■ Exercise aim: Show every line of the entries that contains the string "dress", and copy each one in full. Case counts.

[Start of Provided records]

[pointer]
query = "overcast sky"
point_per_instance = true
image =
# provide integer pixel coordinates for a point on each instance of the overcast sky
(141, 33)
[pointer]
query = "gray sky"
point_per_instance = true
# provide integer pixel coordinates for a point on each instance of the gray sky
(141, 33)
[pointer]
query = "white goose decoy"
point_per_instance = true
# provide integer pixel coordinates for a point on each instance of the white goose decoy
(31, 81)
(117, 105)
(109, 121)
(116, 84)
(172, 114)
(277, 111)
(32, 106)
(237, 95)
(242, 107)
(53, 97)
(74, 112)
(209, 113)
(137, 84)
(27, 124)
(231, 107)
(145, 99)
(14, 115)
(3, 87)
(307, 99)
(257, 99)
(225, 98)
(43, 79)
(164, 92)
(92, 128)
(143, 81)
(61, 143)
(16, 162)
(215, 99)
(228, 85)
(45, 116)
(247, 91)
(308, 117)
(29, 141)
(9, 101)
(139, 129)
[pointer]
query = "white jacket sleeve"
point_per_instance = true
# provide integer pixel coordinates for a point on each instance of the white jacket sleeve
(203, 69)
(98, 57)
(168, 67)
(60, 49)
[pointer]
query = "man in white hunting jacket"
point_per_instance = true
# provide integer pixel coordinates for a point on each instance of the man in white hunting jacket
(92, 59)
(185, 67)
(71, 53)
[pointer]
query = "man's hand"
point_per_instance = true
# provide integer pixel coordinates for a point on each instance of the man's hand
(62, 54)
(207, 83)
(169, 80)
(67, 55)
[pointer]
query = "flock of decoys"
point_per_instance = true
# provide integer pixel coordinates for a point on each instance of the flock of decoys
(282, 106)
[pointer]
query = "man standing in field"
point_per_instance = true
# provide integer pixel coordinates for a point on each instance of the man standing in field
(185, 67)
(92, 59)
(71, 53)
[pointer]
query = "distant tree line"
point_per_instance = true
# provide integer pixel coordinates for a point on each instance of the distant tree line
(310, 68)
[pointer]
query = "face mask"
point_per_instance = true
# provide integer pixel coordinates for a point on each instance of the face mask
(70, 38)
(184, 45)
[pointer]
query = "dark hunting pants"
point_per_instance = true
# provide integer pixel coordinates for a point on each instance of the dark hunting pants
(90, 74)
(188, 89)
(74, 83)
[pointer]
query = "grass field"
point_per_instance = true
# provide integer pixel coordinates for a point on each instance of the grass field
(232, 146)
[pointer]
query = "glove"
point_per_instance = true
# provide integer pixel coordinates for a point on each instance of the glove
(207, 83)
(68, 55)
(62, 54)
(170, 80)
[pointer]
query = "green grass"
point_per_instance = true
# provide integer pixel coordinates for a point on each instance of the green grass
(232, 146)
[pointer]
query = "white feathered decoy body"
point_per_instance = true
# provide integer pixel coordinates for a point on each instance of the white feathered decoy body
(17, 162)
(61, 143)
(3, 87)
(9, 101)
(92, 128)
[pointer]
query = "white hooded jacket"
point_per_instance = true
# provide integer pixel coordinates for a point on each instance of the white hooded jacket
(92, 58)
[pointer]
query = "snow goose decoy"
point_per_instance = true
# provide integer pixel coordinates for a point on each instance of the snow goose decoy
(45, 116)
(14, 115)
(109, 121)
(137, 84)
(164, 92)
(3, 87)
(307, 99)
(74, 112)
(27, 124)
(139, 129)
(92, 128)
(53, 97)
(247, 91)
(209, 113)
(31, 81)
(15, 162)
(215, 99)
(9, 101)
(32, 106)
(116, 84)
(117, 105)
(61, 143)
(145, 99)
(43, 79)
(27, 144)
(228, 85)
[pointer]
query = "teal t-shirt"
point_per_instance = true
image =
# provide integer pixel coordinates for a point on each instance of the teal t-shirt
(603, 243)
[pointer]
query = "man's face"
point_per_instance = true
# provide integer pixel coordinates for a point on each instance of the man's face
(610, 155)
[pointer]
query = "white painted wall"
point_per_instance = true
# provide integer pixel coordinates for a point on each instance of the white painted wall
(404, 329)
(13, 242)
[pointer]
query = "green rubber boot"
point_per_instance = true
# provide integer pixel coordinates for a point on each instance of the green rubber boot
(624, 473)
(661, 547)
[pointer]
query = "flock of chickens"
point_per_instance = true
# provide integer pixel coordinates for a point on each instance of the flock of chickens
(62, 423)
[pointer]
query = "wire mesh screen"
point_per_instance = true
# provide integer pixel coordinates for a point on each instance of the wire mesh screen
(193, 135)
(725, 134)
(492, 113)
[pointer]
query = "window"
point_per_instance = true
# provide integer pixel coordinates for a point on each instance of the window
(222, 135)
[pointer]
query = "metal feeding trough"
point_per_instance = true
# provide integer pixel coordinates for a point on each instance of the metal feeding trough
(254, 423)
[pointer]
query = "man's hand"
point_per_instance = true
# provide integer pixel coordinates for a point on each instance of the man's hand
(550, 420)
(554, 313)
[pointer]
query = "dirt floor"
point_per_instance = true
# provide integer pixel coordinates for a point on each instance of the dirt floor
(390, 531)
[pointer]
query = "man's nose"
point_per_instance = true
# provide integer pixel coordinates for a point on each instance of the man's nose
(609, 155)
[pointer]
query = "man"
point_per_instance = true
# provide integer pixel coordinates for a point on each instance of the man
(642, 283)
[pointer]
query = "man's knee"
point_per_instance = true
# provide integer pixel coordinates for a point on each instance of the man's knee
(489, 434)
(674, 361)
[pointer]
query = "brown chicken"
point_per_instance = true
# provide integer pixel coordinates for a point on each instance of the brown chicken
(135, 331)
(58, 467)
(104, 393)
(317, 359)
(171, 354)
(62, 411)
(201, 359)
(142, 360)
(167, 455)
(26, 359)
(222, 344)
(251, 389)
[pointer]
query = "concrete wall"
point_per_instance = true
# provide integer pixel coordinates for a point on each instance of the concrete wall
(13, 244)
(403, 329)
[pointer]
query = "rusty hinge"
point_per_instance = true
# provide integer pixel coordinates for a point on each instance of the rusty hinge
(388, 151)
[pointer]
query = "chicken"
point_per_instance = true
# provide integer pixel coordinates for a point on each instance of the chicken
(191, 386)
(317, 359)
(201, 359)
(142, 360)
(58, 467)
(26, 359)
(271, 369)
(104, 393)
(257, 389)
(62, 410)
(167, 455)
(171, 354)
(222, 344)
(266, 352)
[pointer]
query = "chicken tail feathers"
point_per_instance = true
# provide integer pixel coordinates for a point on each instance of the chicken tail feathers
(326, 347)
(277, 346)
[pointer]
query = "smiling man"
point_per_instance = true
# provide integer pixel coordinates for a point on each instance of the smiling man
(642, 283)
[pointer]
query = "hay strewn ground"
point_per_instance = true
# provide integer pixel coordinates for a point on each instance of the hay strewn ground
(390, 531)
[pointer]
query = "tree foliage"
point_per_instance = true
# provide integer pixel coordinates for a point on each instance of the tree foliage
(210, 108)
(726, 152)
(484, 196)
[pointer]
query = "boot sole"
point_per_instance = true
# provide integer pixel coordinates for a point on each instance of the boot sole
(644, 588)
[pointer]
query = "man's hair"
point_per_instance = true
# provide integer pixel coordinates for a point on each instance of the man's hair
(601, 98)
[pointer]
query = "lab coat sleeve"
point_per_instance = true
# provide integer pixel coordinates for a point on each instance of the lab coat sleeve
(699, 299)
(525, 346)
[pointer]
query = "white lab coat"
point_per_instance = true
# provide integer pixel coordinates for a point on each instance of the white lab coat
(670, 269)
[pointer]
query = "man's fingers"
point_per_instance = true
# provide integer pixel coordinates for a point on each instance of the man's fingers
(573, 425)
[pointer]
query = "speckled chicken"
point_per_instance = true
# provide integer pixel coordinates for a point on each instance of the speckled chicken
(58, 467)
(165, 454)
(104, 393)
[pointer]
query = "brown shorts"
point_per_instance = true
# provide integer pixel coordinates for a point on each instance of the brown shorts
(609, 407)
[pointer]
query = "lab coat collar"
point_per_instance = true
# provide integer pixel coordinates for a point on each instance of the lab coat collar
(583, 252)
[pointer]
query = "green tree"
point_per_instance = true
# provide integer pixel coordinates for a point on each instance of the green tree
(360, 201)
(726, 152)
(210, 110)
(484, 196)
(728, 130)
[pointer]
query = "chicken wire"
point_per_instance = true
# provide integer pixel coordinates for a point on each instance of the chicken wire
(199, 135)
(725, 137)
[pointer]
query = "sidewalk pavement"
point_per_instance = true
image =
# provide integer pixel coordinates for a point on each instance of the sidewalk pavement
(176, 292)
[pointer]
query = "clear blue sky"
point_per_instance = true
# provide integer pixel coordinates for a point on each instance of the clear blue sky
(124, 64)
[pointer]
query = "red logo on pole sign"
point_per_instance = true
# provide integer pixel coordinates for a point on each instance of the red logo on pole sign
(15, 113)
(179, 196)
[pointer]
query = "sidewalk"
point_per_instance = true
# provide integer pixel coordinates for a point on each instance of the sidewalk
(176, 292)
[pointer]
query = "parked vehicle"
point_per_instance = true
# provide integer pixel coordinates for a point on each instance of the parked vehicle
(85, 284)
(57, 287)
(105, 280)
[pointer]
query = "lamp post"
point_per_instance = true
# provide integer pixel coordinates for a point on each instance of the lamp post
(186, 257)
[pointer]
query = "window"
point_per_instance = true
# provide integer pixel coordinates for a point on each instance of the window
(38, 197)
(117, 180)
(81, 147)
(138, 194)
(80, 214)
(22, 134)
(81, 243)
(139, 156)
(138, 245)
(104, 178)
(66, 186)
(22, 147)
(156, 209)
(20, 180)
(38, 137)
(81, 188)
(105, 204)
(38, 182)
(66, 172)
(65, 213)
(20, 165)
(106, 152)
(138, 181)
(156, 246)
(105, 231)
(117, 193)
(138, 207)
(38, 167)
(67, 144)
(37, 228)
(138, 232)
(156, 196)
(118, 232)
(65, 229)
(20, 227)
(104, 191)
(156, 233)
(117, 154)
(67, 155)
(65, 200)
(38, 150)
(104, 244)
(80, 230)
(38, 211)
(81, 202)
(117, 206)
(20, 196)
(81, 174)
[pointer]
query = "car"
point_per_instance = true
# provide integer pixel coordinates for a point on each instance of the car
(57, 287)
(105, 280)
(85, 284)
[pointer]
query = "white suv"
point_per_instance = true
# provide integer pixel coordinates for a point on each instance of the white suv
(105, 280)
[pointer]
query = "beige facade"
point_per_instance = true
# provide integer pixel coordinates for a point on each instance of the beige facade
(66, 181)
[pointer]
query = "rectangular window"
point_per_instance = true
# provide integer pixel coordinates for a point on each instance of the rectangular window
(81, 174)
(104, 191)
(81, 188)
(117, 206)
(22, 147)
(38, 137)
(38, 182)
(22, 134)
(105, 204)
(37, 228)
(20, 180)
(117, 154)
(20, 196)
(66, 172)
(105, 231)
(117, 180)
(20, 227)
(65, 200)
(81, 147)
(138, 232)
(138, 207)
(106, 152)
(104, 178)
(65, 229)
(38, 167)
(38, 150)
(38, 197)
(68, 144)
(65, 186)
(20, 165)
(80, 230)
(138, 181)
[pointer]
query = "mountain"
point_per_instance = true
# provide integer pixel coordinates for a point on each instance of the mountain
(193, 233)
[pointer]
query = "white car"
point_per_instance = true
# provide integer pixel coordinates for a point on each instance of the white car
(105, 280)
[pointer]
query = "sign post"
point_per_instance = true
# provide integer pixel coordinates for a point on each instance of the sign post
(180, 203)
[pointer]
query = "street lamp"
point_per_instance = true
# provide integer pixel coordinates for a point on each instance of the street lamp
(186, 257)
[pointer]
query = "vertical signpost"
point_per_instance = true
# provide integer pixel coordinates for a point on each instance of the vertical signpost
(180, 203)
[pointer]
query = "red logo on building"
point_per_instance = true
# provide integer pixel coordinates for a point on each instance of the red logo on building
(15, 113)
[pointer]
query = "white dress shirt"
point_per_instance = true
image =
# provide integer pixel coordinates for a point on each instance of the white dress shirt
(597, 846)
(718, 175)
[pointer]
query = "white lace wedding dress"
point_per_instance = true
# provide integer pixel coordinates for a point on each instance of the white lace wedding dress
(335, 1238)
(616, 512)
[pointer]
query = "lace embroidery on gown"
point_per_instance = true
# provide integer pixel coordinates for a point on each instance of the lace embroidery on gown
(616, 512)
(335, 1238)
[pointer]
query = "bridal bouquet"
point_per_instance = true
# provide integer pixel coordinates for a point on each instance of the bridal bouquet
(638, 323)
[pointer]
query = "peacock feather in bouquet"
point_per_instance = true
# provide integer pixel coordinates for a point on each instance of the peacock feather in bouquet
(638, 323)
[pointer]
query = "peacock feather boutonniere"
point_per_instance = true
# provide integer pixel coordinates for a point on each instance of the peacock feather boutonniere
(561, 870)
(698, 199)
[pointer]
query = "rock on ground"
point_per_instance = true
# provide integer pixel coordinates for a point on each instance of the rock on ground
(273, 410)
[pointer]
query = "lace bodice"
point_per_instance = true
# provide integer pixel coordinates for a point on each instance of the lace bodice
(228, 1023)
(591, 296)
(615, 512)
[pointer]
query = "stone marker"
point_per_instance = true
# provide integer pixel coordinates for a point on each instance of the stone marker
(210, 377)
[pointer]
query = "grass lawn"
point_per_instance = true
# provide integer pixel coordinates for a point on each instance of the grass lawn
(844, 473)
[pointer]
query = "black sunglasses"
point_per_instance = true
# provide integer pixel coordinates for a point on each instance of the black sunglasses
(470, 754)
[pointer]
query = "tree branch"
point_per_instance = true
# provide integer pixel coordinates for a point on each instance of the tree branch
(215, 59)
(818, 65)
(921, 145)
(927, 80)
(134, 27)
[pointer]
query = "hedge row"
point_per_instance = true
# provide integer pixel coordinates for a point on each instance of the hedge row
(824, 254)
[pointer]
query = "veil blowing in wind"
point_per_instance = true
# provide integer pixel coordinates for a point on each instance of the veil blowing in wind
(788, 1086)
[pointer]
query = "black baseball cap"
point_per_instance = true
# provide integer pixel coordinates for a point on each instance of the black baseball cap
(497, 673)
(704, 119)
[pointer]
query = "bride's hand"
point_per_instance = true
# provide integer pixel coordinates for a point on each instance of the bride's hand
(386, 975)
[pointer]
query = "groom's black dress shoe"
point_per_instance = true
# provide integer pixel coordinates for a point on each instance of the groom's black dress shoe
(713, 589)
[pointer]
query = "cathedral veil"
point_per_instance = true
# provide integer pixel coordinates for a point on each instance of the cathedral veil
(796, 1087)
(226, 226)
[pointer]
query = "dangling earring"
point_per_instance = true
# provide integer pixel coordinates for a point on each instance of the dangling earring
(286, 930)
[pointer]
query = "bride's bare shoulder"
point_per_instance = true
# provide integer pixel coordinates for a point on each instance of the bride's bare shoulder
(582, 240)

[End of Provided records]

■ Reply:
query = "white dress shirt"
# provide integer pixel coordinates for a point on each instance of the white dress shirt
query = "white lace wedding dress"
# provide integer pixel coordinates for a point on each instance of the white lace wedding dress
query = "groom's black dress shoe"
# provide integer pixel coordinates for a point on each instance of the groom's black dress shoe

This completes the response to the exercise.